• Task details: Convert the data below into a two-column CSV with columns instruction and reply. Give each item its own row, with its text and its answer each in a single quoted field and line breaks changed to spaces.

-- begin --

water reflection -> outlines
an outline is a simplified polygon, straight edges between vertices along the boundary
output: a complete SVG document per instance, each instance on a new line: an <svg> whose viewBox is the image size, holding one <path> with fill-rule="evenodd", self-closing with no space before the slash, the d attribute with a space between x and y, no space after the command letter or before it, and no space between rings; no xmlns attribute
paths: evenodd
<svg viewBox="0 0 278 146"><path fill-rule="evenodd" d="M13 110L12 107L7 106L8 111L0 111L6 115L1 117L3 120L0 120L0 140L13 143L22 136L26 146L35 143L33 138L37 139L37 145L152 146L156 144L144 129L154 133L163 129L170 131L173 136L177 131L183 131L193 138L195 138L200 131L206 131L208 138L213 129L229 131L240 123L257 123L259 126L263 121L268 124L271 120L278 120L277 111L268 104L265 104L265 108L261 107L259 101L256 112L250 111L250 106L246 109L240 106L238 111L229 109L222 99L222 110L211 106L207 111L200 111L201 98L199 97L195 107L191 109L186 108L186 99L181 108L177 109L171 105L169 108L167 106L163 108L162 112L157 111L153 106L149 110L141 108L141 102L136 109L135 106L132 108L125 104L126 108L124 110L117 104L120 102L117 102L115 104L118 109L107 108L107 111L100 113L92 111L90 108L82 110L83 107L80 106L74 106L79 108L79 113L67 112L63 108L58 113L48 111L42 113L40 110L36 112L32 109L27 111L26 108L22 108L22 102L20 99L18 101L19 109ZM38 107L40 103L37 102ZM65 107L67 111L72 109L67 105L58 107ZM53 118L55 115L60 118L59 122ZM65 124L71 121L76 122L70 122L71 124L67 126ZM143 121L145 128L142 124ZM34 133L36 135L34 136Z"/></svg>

-- end --

• Complete answer:
instruction,reply
"water reflection -> outlines an outline is a simplified polygon, straight edges between vertices along the boundary output: a complete SVG document per instance, each instance on a new line: an <svg> whose viewBox is the image size, holding one <path> with fill-rule=""evenodd"", self-closing with no space before the slash, the d attribute with a space between x and y, no space after the command letter or before it, and no space between rings; no xmlns attribute paths: evenodd","<svg viewBox=""0 0 278 146""><path fill-rule=""evenodd"" d=""M13 110L12 107L7 106L8 111L0 111L6 115L1 117L3 120L0 120L0 140L13 143L22 136L26 146L35 143L33 138L37 139L37 145L152 146L156 144L144 129L154 133L163 129L170 131L173 136L177 131L183 131L193 138L195 138L200 131L206 131L208 138L213 129L229 131L240 123L257 123L259 126L263 121L268 124L271 120L278 120L277 111L268 104L265 104L265 108L261 107L259 101L256 112L250 111L250 106L246 109L240 106L238 111L229 109L222 99L222 110L211 106L207 111L200 111L201 98L199 97L195 107L191 109L186 108L186 99L181 108L177 109L171 105L169 108L167 106L163 108L162 112L157 111L153 106L149 110L141 108L141 102L136 109L135 106L132 108L125 104L126 108L124 110L117 104L120 102L117 102L115 104L118 109L107 108L107 111L100 113L92 111L90 108L82 110L83 107L80 106L74 106L79 108L79 113L67 112L63 108L58 113L48 111L42 113L40 110L36 112L32 109L27 111L26 108L22 108L22 102L20 99L18 101L19 109ZM38 107L40 103L37 102ZM65 107L67 111L72 109L67 105L58 107ZM53 118L55 115L60 118L59 122ZM65 124L71 121L76 122L70 122L71 124L67 126ZM143 121L145 128L142 124ZM34 133L36 135L34 136Z""/></svg>"